— start of Page —
Tormented by the ugliness of life under capitalism, the characters nonetheless long for the possibility of a truly beautiful world, evoked in the titular reference to a romantic poem by Friedrich Schiller. These sentiments are explored through an interesting formal structure, consisting half of (extremely) remote third person narration, and half of long emails, a clunky legacy of the characters’ university days. The narration gives little away of their emotional life other than, for example, exactly how weary their expressions are. Even with that constraint, as a highly accomplished character writer, Rooney manages to bring them to life – as usual, the brisk dialogue does a lot of the work.
Spurred on by the pace of the narration, I struggled to be as appreciative of the long emails, which indulge in internal monologue for close to half the book without furthering the plot. The focus of the emails is usually on aesthetic diatribes and the characters’ frustration at not finding a meaningful political outlet. It is in this epistolary mode that we learn many things we wish we never had, such as the intensity of the characters’ despair over the encroaching of plastic onto their clean world, or their anxiety over the exact meaning of their taste for Danish furniture. The characters double down to acknowledge their own privilege in a way that feels not only ineffectual but, more seriously, uninteresting. The only effect of these declarations which never seem to go beyond performativity is centring themselves in the eyes of the increasingly indifferent reader. And whilst the emails are undeniably a form of pastiche, the rest of the novel resists this reading, making me even less certain what exactly is being communicated here.
The characters’ capacity for meaningful political action is, like with so many of us, reduced to nil by the pressures of capitalism: low-paid work, mental health struggles, profound alienation. While they are each sympathetic on an individual basis, it is the relationships that really take the hit of the book’s flawed politics, forming a cis-heteronormative square (astrologically a notorious positioning). Eileen, an editorial assistant for a literary magazine, considers settling with Simon, a self-sacrificing political advisor. Their drawn out will-they-won’t-they would be largely innocuous if it weren’t for the crushing normativity of the sex scenes, in themselves often quite repetitive. While it feels like the author is trying to break through an impasse in how sex is conventionally described, the feminism of this attempt feels narrow and cis-gazey. There are points in the book where it feels very uncomfortable, including such gems coming out of Simon’s purportedly well-meaning Christian mouth:
I suppose the way I think about these things––I mean, even when we do make love, I sometimes feel like it’s something that I’m doing to you, for my own reasons. And maybe you get some kind of innocent physical pleasure out of it, I hope you do, but for me it’s different. I know you’re going to say that’s sexist.
There may well be reasons to introduce sexist characters into the book, but this attempt feels largely unexamined. Simon’s immediate disclaimer rings hollow in the wake of Eileen’s reaction:
She was laughing, her mouth was open. It is sexist, she said. Not that I mind. It’s flattering, like you were saying. You have this primal desire to subjugate and possess me. It’s very masculine, I think it’s sexy.
— end of Page —
**To be done**
A. According to the book review, what is Eileen's job?
B. Rewrite the stretch of the book review from "There may well" through "think it’s sexy.", changing "sexist" to "chauvinistic".
C. Continue the book review from its final sentence.
The data below comes from a source unrelated to the book review.
— start of Provided material —
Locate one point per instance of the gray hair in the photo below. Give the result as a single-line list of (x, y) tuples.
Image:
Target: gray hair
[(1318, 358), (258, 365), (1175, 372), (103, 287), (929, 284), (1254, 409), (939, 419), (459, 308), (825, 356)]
— end of Provided material —
**Expected answers**
A. She is an editorial assistant for a literary magazine.

B.
There may well be reasons to introduce chauvinistic characters into the book, but this attempt feels largely unexamined. Simon’s immediate disclaimer rings hollow in the wake of Eileen’s reaction:
She was laughing, her mouth was open. It is chauvinistic, she said. Not that I mind. It’s flattering, like you were saying. You have this primal desire to subjugate and possess me. It’s very masculine, I think it’s sexy.

C.
Call me a killjoy but the above passage reads as though it was lifted straight from the Hets Explain Yourselves Instagram account (sadly still on hiatus). In other words, I can’t help but think that the critical framing is insufficient, and the entire scene seems to be working in opposition to what I assume was intended as a nuanced and emancipatory exploration of sexual politics. These somewhat reactionary tendencies reflect the romantic impulse of the book, a harking for a bygone time when men were men and women were women.
The relationship between Alice, a celebrity writer, and Felix, currently working in an Amazon warehouse, may seem more promising considering they are both bi (you may note I am a somewhat biased reader, but long years of life avoidance via compulsive reading taught me that it is vital to know what you look for in a book). And indeed, the sex scenes are better here. However, the characters’ queerness seems largely ad hoc and is never seriously investigated as we watch the playthrough of their relationship. Instead, as with Rooney’s Normal People, their narrative is driven at least partly by class differences. But rather than embracing complexity in the relationship, the author chooses to conjure what appears to be class resentment, superimposed onto Alice and Felix’s arguments in a way that reads as gratuitous.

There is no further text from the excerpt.